(Data records)
• • •

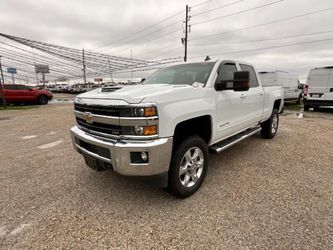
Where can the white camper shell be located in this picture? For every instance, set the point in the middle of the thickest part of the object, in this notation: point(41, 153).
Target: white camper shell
point(288, 81)
point(319, 88)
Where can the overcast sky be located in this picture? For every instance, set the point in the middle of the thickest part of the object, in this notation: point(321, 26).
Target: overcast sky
point(99, 25)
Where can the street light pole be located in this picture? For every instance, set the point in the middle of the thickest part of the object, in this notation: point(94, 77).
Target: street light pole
point(2, 87)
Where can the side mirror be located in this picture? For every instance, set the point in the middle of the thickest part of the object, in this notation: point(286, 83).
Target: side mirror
point(241, 81)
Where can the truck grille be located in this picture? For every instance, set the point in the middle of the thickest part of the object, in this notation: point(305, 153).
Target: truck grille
point(98, 110)
point(99, 127)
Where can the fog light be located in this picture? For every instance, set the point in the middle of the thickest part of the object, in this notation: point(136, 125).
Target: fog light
point(144, 156)
point(138, 130)
point(139, 157)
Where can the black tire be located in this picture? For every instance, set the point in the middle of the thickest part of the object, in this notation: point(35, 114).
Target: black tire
point(42, 100)
point(268, 130)
point(176, 185)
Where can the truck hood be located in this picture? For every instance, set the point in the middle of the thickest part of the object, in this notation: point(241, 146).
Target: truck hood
point(136, 93)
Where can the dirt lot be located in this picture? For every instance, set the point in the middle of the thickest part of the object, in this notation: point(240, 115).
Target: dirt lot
point(271, 194)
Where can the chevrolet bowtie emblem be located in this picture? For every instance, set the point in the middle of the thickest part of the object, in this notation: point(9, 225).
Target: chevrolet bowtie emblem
point(88, 117)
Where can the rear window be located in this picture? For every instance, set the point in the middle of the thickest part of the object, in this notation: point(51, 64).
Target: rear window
point(253, 77)
point(320, 77)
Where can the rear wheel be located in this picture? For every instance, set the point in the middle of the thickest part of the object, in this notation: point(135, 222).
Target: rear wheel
point(269, 128)
point(42, 100)
point(188, 167)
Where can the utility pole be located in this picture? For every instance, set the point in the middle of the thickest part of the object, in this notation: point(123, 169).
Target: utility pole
point(33, 54)
point(2, 87)
point(110, 69)
point(186, 30)
point(84, 68)
point(131, 70)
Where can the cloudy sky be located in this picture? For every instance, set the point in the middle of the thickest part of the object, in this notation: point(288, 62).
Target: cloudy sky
point(153, 29)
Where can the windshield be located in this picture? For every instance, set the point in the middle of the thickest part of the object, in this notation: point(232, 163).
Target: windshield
point(182, 74)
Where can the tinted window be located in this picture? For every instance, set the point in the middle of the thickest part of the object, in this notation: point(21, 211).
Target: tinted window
point(226, 72)
point(182, 74)
point(11, 87)
point(253, 77)
point(22, 87)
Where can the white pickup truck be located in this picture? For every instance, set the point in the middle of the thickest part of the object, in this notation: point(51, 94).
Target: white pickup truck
point(166, 126)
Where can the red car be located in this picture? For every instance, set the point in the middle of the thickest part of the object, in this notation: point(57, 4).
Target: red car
point(17, 93)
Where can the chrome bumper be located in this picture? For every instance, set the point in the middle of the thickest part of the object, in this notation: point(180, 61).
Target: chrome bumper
point(159, 151)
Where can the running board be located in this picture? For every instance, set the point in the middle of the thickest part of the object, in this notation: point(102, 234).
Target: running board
point(223, 145)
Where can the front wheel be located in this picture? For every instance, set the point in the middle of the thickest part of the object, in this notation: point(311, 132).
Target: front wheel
point(269, 128)
point(188, 167)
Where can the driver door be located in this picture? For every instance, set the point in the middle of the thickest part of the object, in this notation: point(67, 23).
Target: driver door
point(230, 110)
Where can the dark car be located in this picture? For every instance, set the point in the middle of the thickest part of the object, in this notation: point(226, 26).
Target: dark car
point(17, 93)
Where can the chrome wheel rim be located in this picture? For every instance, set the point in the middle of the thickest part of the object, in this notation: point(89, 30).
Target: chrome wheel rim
point(274, 124)
point(191, 167)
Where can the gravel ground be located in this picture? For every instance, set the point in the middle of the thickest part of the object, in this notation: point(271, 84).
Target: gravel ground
point(270, 194)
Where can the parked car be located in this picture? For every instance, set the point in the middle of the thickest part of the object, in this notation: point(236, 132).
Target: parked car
point(166, 126)
point(318, 91)
point(17, 93)
point(289, 82)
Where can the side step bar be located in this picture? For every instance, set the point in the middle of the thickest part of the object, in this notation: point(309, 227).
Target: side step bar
point(223, 145)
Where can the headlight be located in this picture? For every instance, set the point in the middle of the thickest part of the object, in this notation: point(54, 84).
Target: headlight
point(140, 130)
point(139, 111)
point(77, 99)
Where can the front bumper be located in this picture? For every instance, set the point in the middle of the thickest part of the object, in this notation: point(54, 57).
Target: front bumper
point(118, 153)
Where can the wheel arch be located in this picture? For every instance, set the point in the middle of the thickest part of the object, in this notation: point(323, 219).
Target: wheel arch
point(201, 126)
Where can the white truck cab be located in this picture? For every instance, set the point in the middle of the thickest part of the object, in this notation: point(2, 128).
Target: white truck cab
point(289, 82)
point(319, 88)
point(165, 127)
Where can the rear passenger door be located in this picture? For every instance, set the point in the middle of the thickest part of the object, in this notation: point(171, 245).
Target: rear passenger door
point(229, 106)
point(253, 99)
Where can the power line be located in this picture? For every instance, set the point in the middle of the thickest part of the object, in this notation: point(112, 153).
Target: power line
point(217, 8)
point(146, 35)
point(140, 31)
point(271, 39)
point(264, 24)
point(270, 47)
point(239, 12)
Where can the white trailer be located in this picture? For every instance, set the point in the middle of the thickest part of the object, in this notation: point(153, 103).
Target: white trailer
point(319, 88)
point(288, 81)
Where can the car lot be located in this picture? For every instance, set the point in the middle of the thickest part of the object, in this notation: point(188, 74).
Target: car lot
point(258, 194)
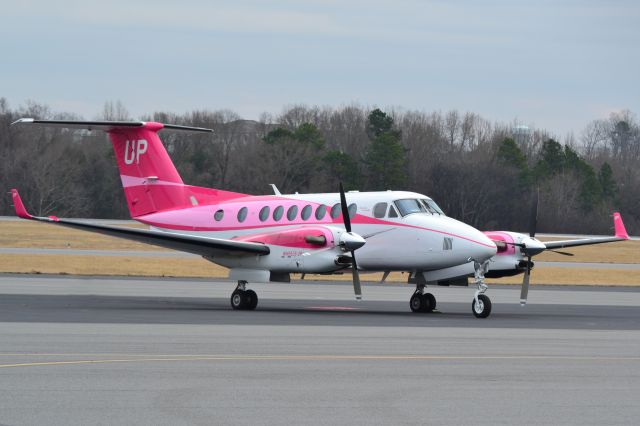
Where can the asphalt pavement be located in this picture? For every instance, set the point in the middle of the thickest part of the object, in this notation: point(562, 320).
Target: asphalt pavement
point(84, 351)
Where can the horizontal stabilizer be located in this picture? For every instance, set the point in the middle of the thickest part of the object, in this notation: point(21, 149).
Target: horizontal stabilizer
point(203, 246)
point(107, 126)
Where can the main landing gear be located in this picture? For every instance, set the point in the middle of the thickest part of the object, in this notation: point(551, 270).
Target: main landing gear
point(421, 301)
point(243, 299)
point(481, 304)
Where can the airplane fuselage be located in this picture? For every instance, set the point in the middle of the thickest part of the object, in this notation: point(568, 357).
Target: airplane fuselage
point(402, 231)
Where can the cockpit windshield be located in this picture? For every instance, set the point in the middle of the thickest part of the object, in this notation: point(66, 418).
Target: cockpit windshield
point(410, 206)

• • •

● TO DO
Render every one of the lines above as a Markdown table with the columns "Row" and "Text", numbering the rows in order and skipping any blank lines. Leave the pictures out of the table.

● CORRECT RESPONSE
| Row | Text |
|---|---|
| 1 | Where can the white camper shell be located in this picture? For every instance, set the point in the middle of the thickest part of the object, in this notation: point(41, 153). |
| 2 | Target: white camper shell |
| 3 | point(288, 81) |
| 4 | point(319, 88) |
| 5 | Where can the overcast sky be located in this picture? For every instance, set the point in the middle of the thickest part of the object, in this notation: point(321, 26). |
| 6 | Target: overcast sky |
| 7 | point(99, 25) |
| 8 | Where can the street light pole be located in this picture? For every instance, set the point in the middle of the thickest part of the object, in this notation: point(94, 77). |
| 9 | Target: street light pole |
| 10 | point(2, 87) |
| 11 | Where can the side mirror be located in this picture? For every instance, set the point in the middle of the thickest part of the object, in this notation: point(286, 83). |
| 12 | Target: side mirror |
| 13 | point(241, 81) |
| 14 | Where can the truck grille be located in this picture? For every instance, set the point in the middle of the thickest part of the object, in this notation: point(305, 153). |
| 15 | Target: truck grille |
| 16 | point(98, 110) |
| 17 | point(99, 127) |
| 18 | Where can the fog light be located in this picture? For every instance, set the point in the middle of the thickest part of the object, in this notation: point(136, 125). |
| 19 | Target: fog light |
| 20 | point(144, 156) |
| 21 | point(138, 130) |
| 22 | point(139, 157) |
| 23 | Where can the black tire be located in this picture? For every instance, set the point in the middle of the thickest part of the object, in this notation: point(35, 114). |
| 24 | Target: black tire |
| 25 | point(42, 100) |
| 26 | point(268, 130) |
| 27 | point(176, 185) |
| 28 | Where can the truck hood be located in this picture? For every instance, set the point in the middle of the thickest part of the object, in this notation: point(241, 146). |
| 29 | Target: truck hood |
| 30 | point(136, 93) |
| 31 | Where can the dirt lot be located in this picture? For every instance, set the point in the middle of the thickest part of the object, in this notation: point(240, 115). |
| 32 | Target: dirt lot |
| 33 | point(271, 194) |
| 34 | Where can the chevrolet bowtie emblem be located in this picture? For every instance, set the point in the middle of the thickest part of the object, in this notation: point(9, 225). |
| 35 | Target: chevrolet bowtie emblem |
| 36 | point(88, 117) |
| 37 | Where can the rear window be located in this picture? For every instance, set the point in the middle of the thickest part of the object, in this notation: point(51, 64). |
| 38 | Target: rear window |
| 39 | point(253, 77) |
| 40 | point(320, 77) |
| 41 | Where can the rear wheel be located in this picture? For every instance, set the point in the middle of the thickest part of the object, in this notation: point(135, 222). |
| 42 | Target: rear wheel |
| 43 | point(269, 128) |
| 44 | point(42, 100) |
| 45 | point(188, 167) |
| 46 | Where can the utility pole be located in this picture? For every instance, set the point in the middle of the thickest part of the object, in this notation: point(123, 169). |
| 47 | Target: utility pole |
| 48 | point(33, 54) |
| 49 | point(2, 87) |
| 50 | point(110, 69) |
| 51 | point(186, 30) |
| 52 | point(84, 68) |
| 53 | point(131, 70) |
| 54 | Where can the cloudy sky be located in this picture? For every instance, set the point in the middle of the thickest part of the object, in this notation: point(288, 62). |
| 55 | Target: cloudy sky |
| 56 | point(153, 29) |
| 57 | Where can the windshield be located in this picture? For every instance, set the point in the middle of the thickest part of the object, in this notation: point(232, 163). |
| 58 | Target: windshield |
| 59 | point(182, 74) |
| 60 | Where can the tinted window be located in this picture? For every instance, set the point in the middle of the thickest part of the object, in this notation: point(21, 211). |
| 61 | Target: tinted window |
| 62 | point(226, 72) |
| 63 | point(182, 74) |
| 64 | point(11, 87) |
| 65 | point(253, 77) |
| 66 | point(22, 87) |
| 67 | Where can the white pickup truck be located in this picture? For every instance, set the point in the middle of the thickest part of the object, in this notation: point(51, 94). |
| 68 | Target: white pickup truck |
| 69 | point(166, 126) |
| 70 | Where can the red car be located in this picture? For every instance, set the point in the middle of the thickest part of the object, in this notation: point(57, 4). |
| 71 | Target: red car |
| 72 | point(17, 93) |
| 73 | Where can the chrome bumper be located in this picture? For every instance, set the point in the middle of the thickest part of the object, in this notation: point(180, 61). |
| 74 | Target: chrome bumper |
| 75 | point(159, 151) |
| 76 | Where can the running board be located in this picture? For every instance, set the point in the middle of the thickest part of the object, in this notation: point(102, 234). |
| 77 | Target: running board |
| 78 | point(223, 145) |
| 79 | Where can the front wheel be located in this picture? For every instance, set the point in the middle of the thickest part of the object, in this notation: point(311, 132). |
| 80 | Target: front wheel |
| 81 | point(269, 128) |
| 82 | point(188, 167) |
| 83 | Where can the driver door be located in this picture? For every instance, set the point in the middle of the thickest part of the object, in this notation: point(67, 23). |
| 84 | Target: driver door |
| 85 | point(230, 110) |
| 86 | Where can the dark car be located in this picture? For every instance, set the point in the middle of the thickest part of the object, in this notation: point(226, 26). |
| 87 | Target: dark car |
| 88 | point(17, 93) |
| 89 | Where can the chrome wheel rim be located in this picture? For every instance, set the point in the middle of the thickest part of the object, in this notation: point(89, 30). |
| 90 | Target: chrome wheel rim |
| 91 | point(274, 124) |
| 92 | point(191, 167) |
| 93 | Where can the gravel ground be located in this picture? For every instance, set the point in the middle of the thickest part of the object, in this notation: point(271, 84). |
| 94 | Target: gravel ground |
| 95 | point(270, 194) |
| 96 | Where can the parked car be located in this picture? For every instance, set the point in the middle of the thickest part of the object, in this notation: point(236, 132). |
| 97 | Target: parked car |
| 98 | point(166, 126) |
| 99 | point(318, 91) |
| 100 | point(17, 93) |
| 101 | point(289, 82) |
| 102 | Where can the side step bar be located in this picture? For every instance, set the point in the middle of the thickest part of the object, in this notation: point(309, 227). |
| 103 | Target: side step bar |
| 104 | point(223, 145) |
| 105 | Where can the headlight be located in this picture? For every instance, set the point in the middle of the thickest part of the object, in this notation: point(54, 84). |
| 106 | Target: headlight |
| 107 | point(140, 130) |
| 108 | point(139, 111) |
| 109 | point(77, 99) |
| 110 | Where can the front bumper be located in this picture? For every instance, set the point in the middle of the thickest part of the object, in this notation: point(54, 57). |
| 111 | Target: front bumper |
| 112 | point(118, 153) |
| 113 | Where can the wheel arch be located in this picture? For every instance, set the point in the middle of the thickest part of the object, in this notation: point(323, 219). |
| 114 | Target: wheel arch |
| 115 | point(201, 126) |
| 116 | Where can the white truck cab be located in this picture? For every instance, set the point in the middle of the thickest part of the object, in this notation: point(2, 128). |
| 117 | Target: white truck cab |
| 118 | point(289, 82) |
| 119 | point(319, 88) |
| 120 | point(165, 127) |
| 121 | Where can the rear passenger door be located in this picture? For every instance, set the point in the middle of the thickest part of the object, in this notation: point(171, 245). |
| 122 | Target: rear passenger door |
| 123 | point(229, 106) |
| 124 | point(253, 99) |
| 125 | Where can the power line be located in this picture? For every instance, set the point in the middle of the thickest part of the object, in this notation: point(112, 153). |
| 126 | Target: power line |
| 127 | point(217, 8) |
| 128 | point(146, 35) |
| 129 | point(140, 31) |
| 130 | point(271, 39) |
| 131 | point(264, 24) |
| 132 | point(270, 47) |
| 133 | point(239, 12) |
| 134 | Where can the white trailer be located in this picture? For every instance, set the point in the middle of the thickest part of the object, in this notation: point(153, 103). |
| 135 | Target: white trailer |
| 136 | point(319, 88) |
| 137 | point(288, 81) |
| 138 | Where can the car lot be located in this picture? For every instance, set the point in the middle of the thickest part of the object, in this notation: point(188, 74). |
| 139 | Target: car lot |
| 140 | point(258, 194) |
| 141 | Where can the asphalt pavement be located in this picture? For every instance, set the point in the middle of the thickest part of the object, in this notation: point(562, 320). |
| 142 | Target: asphalt pavement |
| 143 | point(84, 351) |
| 144 | Where can the horizontal stabilizer be located in this picture? For every instance, set the point in the middle of the thickest part of the object, in this notation: point(21, 149). |
| 145 | Target: horizontal stabilizer |
| 146 | point(203, 246) |
| 147 | point(107, 126) |
| 148 | Where can the main landing gear be located in this picture? For every instance, set the point in the middle of the thickest part of the object, in this notation: point(551, 270). |
| 149 | Target: main landing gear |
| 150 | point(421, 301) |
| 151 | point(243, 299) |
| 152 | point(481, 304) |
| 153 | Where can the airplane fuselage be located in this picture? For every instance, set the point in the middle of the thickest part of the object, in this notation: point(568, 357). |
| 154 | Target: airplane fuselage |
| 155 | point(402, 231) |
| 156 | Where can the cockpit windshield be located in this picture? For every instance, set the point in the middle of the thickest part of the object, in this notation: point(66, 418). |
| 157 | Target: cockpit windshield |
| 158 | point(410, 206) |